→ **Exercise description**: Begin at the line below that has "For each instance of the black-framed" and stop after the line that has "[[334, 52], [88, 49]]". Please restate only those lines, word for word.

→ **Provided records**:
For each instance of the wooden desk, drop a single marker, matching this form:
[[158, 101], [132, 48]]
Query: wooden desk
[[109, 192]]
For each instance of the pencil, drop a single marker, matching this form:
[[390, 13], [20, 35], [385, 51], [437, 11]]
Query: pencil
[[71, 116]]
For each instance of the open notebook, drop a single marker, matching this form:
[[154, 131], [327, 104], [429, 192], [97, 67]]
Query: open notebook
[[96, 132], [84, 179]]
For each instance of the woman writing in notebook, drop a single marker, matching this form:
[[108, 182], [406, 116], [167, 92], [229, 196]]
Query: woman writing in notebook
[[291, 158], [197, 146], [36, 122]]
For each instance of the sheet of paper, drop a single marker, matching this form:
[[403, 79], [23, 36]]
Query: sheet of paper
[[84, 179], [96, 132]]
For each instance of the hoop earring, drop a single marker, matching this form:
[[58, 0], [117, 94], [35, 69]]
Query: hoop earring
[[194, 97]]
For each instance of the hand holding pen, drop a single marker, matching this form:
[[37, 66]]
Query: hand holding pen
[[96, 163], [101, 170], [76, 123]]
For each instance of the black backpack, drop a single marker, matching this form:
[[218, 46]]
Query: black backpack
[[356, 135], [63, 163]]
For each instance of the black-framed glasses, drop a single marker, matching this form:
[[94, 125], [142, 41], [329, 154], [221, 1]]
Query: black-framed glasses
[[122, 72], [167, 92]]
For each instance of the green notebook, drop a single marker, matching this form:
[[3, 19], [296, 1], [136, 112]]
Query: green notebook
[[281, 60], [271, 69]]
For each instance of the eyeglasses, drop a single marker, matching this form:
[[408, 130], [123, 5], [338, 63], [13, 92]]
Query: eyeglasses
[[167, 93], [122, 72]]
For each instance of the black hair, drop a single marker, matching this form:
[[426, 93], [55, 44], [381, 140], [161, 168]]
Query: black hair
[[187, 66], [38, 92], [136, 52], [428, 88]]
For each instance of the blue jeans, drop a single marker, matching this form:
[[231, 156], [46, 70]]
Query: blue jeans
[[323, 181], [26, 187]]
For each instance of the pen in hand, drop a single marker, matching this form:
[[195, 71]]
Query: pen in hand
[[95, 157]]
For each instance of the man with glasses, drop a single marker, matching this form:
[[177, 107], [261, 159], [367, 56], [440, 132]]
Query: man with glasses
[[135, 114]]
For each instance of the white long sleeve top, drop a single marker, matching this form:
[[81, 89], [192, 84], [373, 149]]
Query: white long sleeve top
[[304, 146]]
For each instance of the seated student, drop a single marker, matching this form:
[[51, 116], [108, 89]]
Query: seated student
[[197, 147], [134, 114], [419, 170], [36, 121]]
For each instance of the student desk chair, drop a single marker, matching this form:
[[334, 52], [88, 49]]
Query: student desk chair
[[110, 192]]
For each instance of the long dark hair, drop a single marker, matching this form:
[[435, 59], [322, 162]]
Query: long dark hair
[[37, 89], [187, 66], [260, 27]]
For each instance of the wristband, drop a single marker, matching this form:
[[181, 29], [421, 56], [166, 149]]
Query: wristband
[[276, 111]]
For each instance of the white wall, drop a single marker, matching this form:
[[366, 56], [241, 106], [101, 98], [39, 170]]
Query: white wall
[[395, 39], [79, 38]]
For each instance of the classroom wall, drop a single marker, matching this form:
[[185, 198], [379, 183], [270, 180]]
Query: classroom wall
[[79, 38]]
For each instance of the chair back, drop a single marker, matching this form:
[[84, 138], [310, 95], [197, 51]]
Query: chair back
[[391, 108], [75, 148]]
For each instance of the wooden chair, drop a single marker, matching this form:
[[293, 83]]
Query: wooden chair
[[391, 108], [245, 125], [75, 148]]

→ **Result below**:
For each instance of the black-framed glasses, drop a single marker, matching this form:
[[94, 125], [142, 41], [329, 154], [221, 1]]
Query: black-framed glasses
[[122, 72], [167, 92]]
For each instance of the green notebook, drop a single marker, matching this form:
[[3, 19], [296, 1], [136, 112]]
Query: green notebook
[[281, 60], [271, 69]]
For each instance of the eyeglasses, drop a single marker, matching this form:
[[408, 130], [123, 5], [338, 63], [13, 92]]
Query: eyeglasses
[[167, 93], [122, 72]]
For each instance of the black hair, drop a single marker, matching this form:
[[426, 93], [55, 44], [381, 140], [161, 168]]
Query: black hair
[[187, 66], [38, 92], [136, 52], [428, 88]]
For each instance of the blue jeans, drop a single marker, matching this form:
[[231, 156], [46, 70]]
Query: blue jeans
[[323, 181], [26, 187]]
For each instance of the pen in hand, drop a single marker, matching this form:
[[195, 71]]
Query: pen in hand
[[95, 157]]
For each instance of the man with glasses, drop a single marker, matching this form:
[[177, 107], [261, 159], [367, 56], [440, 132]]
Query: man with glasses
[[135, 114]]
For each instance of the white long sleeve top, drop a single marker, matching this form:
[[81, 89], [192, 84], [373, 149]]
Query: white long sleeve top
[[304, 146]]
For each instance of the seated student, drop a single marker, matching this form:
[[51, 116], [108, 89]]
Query: seated student
[[197, 147], [134, 114], [419, 170], [36, 121]]
For each instance of the student desk chair, drop a single marker, matching this form:
[[334, 52], [88, 49]]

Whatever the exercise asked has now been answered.